(Work to complete) Exact copies of all the records below should be returned.

(Data under study)
------------------------

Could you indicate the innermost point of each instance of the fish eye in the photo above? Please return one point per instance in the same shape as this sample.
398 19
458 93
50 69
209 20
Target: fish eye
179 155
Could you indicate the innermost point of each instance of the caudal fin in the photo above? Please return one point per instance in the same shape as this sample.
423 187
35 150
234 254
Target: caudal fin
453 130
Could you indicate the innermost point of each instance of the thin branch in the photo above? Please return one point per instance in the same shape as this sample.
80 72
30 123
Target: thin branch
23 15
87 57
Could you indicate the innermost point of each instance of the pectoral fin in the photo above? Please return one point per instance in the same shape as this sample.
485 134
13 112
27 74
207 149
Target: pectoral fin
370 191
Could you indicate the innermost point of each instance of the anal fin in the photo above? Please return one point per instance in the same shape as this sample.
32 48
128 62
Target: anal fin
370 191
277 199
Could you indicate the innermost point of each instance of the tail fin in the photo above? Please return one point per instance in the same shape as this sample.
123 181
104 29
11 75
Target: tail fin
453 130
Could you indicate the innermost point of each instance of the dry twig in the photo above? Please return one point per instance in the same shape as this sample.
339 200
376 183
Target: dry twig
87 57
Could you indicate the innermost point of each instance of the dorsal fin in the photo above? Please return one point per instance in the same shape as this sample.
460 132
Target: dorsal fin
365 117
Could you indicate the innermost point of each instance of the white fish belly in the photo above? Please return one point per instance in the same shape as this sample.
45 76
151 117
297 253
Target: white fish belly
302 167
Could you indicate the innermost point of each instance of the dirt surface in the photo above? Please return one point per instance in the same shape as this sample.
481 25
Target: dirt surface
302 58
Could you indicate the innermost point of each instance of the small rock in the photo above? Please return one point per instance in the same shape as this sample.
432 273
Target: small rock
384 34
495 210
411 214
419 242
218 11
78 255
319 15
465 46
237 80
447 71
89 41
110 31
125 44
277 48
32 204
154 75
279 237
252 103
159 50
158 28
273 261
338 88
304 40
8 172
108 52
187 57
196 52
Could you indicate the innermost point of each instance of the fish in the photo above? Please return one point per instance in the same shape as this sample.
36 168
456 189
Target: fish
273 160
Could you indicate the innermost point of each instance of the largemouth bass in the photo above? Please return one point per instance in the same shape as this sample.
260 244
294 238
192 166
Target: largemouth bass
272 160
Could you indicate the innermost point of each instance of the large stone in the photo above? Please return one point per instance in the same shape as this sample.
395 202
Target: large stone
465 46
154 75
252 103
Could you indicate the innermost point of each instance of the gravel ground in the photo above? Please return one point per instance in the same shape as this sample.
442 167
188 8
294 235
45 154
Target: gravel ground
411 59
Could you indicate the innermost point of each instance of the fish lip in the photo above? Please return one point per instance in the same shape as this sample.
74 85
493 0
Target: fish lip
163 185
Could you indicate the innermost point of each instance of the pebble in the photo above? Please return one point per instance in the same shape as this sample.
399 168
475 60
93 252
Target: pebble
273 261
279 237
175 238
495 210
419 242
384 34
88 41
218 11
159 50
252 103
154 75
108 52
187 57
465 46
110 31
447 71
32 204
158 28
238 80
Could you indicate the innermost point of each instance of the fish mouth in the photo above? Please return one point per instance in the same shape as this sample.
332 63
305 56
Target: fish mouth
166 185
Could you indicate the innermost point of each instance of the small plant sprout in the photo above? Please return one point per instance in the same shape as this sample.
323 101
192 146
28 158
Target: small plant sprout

------------------------

(Answer to the problem)
Could you indicate the innermost point of each instance of the fish eye in the photo above? Please return one point per instance in the same shape as this sample.
398 19
458 93
50 69
209 20
Target: fish eye
179 155
Could you indicate the innermost point of each instance of the caudal fin in the photo above? Please return one point per instance in the same shape as this sample.
423 187
35 150
234 254
Target: caudal fin
453 130
Could you indicate the innermost point of each instance of the thin branch in the photo above? Please return one point per instance in the same shape as this sample.
80 72
30 123
Target: thin branch
23 15
87 57
Could you indicate the innermost point of each instance of the pectoral fin in the photo above? Please return one point per instance in the same shape as this sample.
485 134
13 112
27 74
207 149
Target: pectoral fin
370 191
Could you indicate the innermost point of each instance of the anal fin in the photo above? Please return one point per instance in the same shape as this sample.
32 48
128 62
Target: anal fin
370 191
277 199
Could you indicate the innermost point of each instance of the tail fin in the photo above? Please return one point per instance in the same shape as this sample.
123 181
104 29
11 75
Target: tail fin
453 130
Could you indicate the innermost point of each instance of the dry twig in the photo above? Please return one point per instance in the same shape as this sample.
339 200
376 183
Target: dry twig
87 57
Could you indicate the innermost point of each instance of the dorsal fin in the photo above? Please return one point per instance in the same shape as this sample.
460 132
Target: dorsal fin
365 117
Could you indicate the innermost point of each instance of the white fish belly in the photo above? Please return one point per instance in the same shape as this sample.
45 76
151 117
297 253
Target: white fish belly
302 167
Could you indicate the innermost point of each instance of the dirt surface in the photo above? Please return one point per instance in the same shape as this sample.
481 25
Target: dirt surface
302 58
Could you indicate the innermost point of each instance of the small rock in the photo above? Please return one point per instance in the same shape as this sample.
432 273
Target: small rock
384 34
495 210
411 214
419 242
218 11
78 255
319 15
465 46
237 80
447 71
89 41
110 31
125 44
277 48
32 204
154 75
279 237
252 103
159 50
158 28
273 261
338 88
304 40
8 172
108 52
187 57
196 52
Could you indicate the innermost point of each instance of the fish in the photo above? Please return one point per instance in the same shape as this sample.
36 168
456 189
Target: fish
273 160
Could you indicate the innermost point of each instance of the largemouth bass in the photo above? Please return one point per instance in the same shape as this sample.
260 244
294 238
192 166
Target: largemouth bass
272 160
Could you indicate the innermost point of each instance of the large stone in the photo above? Please return one point per instance in the same shape as this sample.
395 202
Target: large stone
465 46
154 75
252 103
Could you indicate the innermost point of each instance of the gravel ground in the photo above? Please return one point per instance in the same shape as this sample.
442 167
188 8
294 235
45 154
Target: gravel ground
411 59
Could you indicate the innermost point of each instance of the fish lip in the photo above? Please return one point per instance in the same shape as this sample.
74 85
493 0
Target: fish lip
163 185
Could you indicate the innermost point of each instance of the pebble in the photo above? Please return one point per instance in the same shape as this sample.
399 168
475 60
93 252
Target: pebble
273 261
279 237
175 238
495 210
419 242
384 34
88 41
218 11
159 50
252 103
154 75
108 52
187 57
465 46
110 31
447 71
32 204
158 28
238 80
Could you indicate the innermost point of each instance of the fish mouth in the photo above? Please return one point per instance in the same shape as this sample.
332 63
305 56
Target: fish mouth
166 185
Could you indicate the innermost point of each instance of the small plant sprout in the photo above? Please return one point per instance in the same shape as this sample.
323 101
192 146
28 158
Target: small plant sprout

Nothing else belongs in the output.